» ARTICLE
Dans quel monde vivons-nous ? Dépassés par les progrès technologiques, manipulés par des outils bien camouflés et qui piochent allègrement dans nos données personnelles, autopsiés et décodés par une intelligence artificielle, nous croyons tout maîtriser de nos vies et de nos envies !

Mais il n’en est rien et il conviendrait de réagir, de mûrir et de perdre nos illusions de pouvoir ! Et de perdre des habitudes prises inconsciemment depuis quelques décennies, tellement nous étions bluffés par la nouveauté !

Accaparer toujours plus d’information, les classer toujours plus vite, les désirer de façon toujours plus instantanée. Notre attention est perpétuellement captive et notre complicité toujours réclamée est le moteur d’une question qui finit par nous dépasser.

Il est grand temps d’en prendre conscience, de réagir, de résister et de retrouver quelque maîtrise sur une mécanique qui s’emballe. Avant que toute cette bulle éclate, en faisant éclater nos vies, il faut réapprendre à prendre son temps et à prendre l’initiative. C’est sans doute ce que cache ce terme qui apparaît progressivement dans le « petit » monde du digital : le « slow web » ! Et en découlant de ce terme, on verra sans doute fleurir des notions comme les « slow medias » ou les « slow news ».

Il ne s’agit pas, cela va de soi, de faire la même chose « lentement », mais de faire mieux en échangeant la notion de quantité par la notion de qualité. En fait, on pourrait dire que le « slow web » est une conception humanisée de l’usage des technologies de la communication et de l’information. Utiliser les outils sans en être captifs, ne plus tout prendre pour argent comptant et se méfier des effets pervers de certaines novations.

De la même façon qu’on trouve, chez les experts économiques, ceux qui souhaitent remplacer l’inflation par la déflation, la croissance par la décroissance, il ne s’agit pas ici de tout changer, tout arrêter, tout araser et de se passer du monde connecté. Non ! Il s’agit d’apporter un peu de raison dans la folie ambiante. Ce monde est passionnant, mais il est dévoreur de temps et d’intelligence. Et en fin de compte il devient plutôt déraisonnable, il nous rend esclaves, tant du fond que de la forme !

Le fond…

Parmi les qualités qu’il nous faut retrouver, la première est essentielle, la liberté, et la seconde en découle l’esprit critique. On ne peut plus tout engranger et tout qualifier de certain, que ce soient les informations elles-mêmes ou les analyses d’informations qui nous sont envoyées sans qu’on les demande. Il faut réapprendre à se méfier de ce qui est « unanimement » partagé. Les exemples de complotisme sont légion dans cette dernière décennie et on peut vérifier à quel point les personnalités sont modifiées, voire écrasées, notamment chez les jeunes « internautes ».

On se rend d’ailleurs compte, dans la vie courante, à quel point les mentalités sont largement stéréotypées par un effet de mode. À titre d’exemple, on peut remarquer l’excès de publicité pour les jeux en ligne, jeux de rôle ou jeux d’argent, et de ce fait, l’engouement des jeunes générations pour une existence devenue un « jeu », leur refus de l’idée de « travail » et le goût pour « l’argent facile » déconnecté de la notion d’emploi ou de rôle social.

» TÂCHES ET EXERCICES
1. Réécrivez plus brièvement le paragraphe de l'article qui commence par « Il ne s'agit pas, cela va de soi » en gardant ses faits principaux.
2. Recopiez le passage de l'article qui va de « Accaparer toujours plus » jusqu'à « par nous dépasser. ».

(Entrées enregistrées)
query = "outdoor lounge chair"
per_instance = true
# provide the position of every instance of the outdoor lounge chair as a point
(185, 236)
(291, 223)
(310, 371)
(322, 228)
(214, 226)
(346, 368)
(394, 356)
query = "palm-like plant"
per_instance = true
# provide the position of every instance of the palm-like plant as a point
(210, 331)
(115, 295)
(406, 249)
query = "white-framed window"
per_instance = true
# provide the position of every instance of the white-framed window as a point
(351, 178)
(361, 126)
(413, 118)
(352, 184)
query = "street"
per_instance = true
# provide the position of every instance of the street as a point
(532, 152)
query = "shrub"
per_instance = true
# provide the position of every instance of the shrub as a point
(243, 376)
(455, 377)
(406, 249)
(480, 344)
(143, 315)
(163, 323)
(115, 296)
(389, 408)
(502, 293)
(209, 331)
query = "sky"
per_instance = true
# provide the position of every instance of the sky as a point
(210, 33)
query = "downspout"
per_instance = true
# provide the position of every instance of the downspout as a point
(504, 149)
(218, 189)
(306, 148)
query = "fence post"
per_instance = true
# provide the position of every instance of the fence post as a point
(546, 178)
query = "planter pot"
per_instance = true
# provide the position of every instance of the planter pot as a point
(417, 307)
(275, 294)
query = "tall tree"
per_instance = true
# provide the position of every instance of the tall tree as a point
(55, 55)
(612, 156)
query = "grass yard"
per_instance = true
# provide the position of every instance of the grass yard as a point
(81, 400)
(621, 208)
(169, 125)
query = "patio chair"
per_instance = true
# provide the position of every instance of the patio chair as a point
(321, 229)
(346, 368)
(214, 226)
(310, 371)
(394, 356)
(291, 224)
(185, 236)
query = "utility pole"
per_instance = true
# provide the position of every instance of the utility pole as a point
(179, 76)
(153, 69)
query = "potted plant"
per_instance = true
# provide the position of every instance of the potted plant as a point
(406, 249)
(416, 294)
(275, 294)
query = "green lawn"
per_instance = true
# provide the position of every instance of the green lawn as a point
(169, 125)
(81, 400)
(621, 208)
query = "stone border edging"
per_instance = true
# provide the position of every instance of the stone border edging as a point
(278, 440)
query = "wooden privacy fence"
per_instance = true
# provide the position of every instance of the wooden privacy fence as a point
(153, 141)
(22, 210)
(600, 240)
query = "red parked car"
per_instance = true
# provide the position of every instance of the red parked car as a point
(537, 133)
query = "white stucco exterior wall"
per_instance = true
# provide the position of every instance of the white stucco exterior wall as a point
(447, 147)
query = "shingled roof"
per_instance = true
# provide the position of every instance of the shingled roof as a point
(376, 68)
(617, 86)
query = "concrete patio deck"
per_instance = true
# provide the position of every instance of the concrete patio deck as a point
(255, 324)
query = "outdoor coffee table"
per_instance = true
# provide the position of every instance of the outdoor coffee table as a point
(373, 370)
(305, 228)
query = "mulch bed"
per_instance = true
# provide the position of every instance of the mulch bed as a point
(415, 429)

...

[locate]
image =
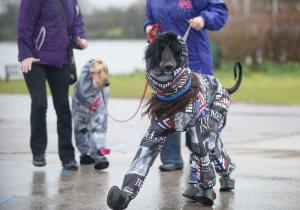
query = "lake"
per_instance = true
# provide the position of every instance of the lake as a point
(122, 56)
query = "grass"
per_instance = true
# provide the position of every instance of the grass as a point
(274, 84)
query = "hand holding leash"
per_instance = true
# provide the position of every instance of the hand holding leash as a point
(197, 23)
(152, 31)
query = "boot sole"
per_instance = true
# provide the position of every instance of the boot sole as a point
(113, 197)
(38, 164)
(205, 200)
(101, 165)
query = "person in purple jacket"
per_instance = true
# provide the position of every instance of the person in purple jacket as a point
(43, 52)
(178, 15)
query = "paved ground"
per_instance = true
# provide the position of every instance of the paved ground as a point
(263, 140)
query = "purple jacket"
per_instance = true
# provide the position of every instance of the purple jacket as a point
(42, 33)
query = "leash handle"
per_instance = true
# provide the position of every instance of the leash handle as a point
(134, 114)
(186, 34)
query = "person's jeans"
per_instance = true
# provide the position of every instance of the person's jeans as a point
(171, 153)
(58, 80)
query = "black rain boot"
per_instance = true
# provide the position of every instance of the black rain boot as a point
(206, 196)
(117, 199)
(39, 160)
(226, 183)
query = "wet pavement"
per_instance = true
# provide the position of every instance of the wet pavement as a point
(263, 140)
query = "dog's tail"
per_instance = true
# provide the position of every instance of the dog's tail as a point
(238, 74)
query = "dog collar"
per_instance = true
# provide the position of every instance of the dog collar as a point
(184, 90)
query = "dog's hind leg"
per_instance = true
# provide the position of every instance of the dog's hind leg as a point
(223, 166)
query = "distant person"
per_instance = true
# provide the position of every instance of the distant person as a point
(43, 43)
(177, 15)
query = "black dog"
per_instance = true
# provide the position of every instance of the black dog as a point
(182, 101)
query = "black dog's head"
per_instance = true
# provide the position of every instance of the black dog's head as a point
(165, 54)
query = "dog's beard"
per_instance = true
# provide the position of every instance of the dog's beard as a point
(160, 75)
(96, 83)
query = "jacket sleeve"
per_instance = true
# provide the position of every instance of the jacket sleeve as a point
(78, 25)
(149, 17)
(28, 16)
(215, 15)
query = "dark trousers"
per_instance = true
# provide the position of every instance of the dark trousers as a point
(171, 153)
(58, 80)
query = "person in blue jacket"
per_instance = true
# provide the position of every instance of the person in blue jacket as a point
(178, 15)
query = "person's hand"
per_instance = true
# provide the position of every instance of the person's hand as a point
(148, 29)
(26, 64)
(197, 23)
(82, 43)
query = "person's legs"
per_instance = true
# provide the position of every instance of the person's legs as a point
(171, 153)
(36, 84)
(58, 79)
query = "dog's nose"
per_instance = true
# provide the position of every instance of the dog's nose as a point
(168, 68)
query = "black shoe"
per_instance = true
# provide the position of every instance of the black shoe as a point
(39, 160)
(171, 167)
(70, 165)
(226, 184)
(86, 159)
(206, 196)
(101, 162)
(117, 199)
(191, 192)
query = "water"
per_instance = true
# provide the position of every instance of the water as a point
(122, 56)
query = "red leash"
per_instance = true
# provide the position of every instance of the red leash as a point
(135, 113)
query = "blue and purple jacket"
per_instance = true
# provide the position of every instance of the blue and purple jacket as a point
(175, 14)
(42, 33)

--

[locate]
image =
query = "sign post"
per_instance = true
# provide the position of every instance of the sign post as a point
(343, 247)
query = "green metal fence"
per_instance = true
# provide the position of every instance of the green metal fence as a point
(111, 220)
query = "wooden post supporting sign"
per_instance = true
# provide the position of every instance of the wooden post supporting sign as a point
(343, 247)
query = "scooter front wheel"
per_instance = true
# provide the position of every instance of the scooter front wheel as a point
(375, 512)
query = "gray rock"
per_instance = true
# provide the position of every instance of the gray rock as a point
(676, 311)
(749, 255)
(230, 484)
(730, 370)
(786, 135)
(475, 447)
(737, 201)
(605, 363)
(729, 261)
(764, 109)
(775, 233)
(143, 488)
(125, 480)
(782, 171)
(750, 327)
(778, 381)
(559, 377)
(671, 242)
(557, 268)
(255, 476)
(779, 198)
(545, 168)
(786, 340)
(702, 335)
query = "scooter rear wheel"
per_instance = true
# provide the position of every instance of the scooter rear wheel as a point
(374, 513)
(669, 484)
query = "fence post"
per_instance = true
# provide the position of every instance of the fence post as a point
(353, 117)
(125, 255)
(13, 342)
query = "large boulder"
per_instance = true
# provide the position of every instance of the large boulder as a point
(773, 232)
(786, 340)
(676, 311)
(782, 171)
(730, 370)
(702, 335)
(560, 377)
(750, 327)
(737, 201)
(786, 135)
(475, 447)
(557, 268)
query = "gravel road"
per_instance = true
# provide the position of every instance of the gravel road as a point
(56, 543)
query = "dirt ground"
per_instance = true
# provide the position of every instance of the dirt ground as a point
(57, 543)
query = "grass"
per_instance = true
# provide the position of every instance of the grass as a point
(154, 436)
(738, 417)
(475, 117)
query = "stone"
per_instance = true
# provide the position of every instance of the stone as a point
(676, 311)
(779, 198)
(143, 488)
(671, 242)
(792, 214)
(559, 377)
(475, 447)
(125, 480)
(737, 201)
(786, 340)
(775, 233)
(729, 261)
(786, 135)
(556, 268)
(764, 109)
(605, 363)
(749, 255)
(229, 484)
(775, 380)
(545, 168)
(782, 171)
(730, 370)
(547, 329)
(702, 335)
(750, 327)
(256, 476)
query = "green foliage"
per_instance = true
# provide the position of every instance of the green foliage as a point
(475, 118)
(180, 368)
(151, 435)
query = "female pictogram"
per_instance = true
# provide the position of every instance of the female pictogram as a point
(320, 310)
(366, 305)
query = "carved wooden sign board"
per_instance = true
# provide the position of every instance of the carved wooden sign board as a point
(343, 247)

» RÉPONSES PAR TÂCHE
1. Le « slow web » ne consiste pas à faire la même chose plus lentement, mais à faire mieux en remplaçant la quantité par la qualité. C'est une conception humanisée de l'usage des technologies de la communication et de l'information : utiliser les outils sans en être captif, ne plus tout prendre pour argent comptant et se méfier des effets pervers de certaines novations.

2.
Accaparer toujours plus d’information, les classer toujours plus vite, les désirer de façon toujours plus instantanée. Notre attention est perpétuellement captive et notre complicité toujours réclamée est le moteur d’une question qui finit par nous dépasser.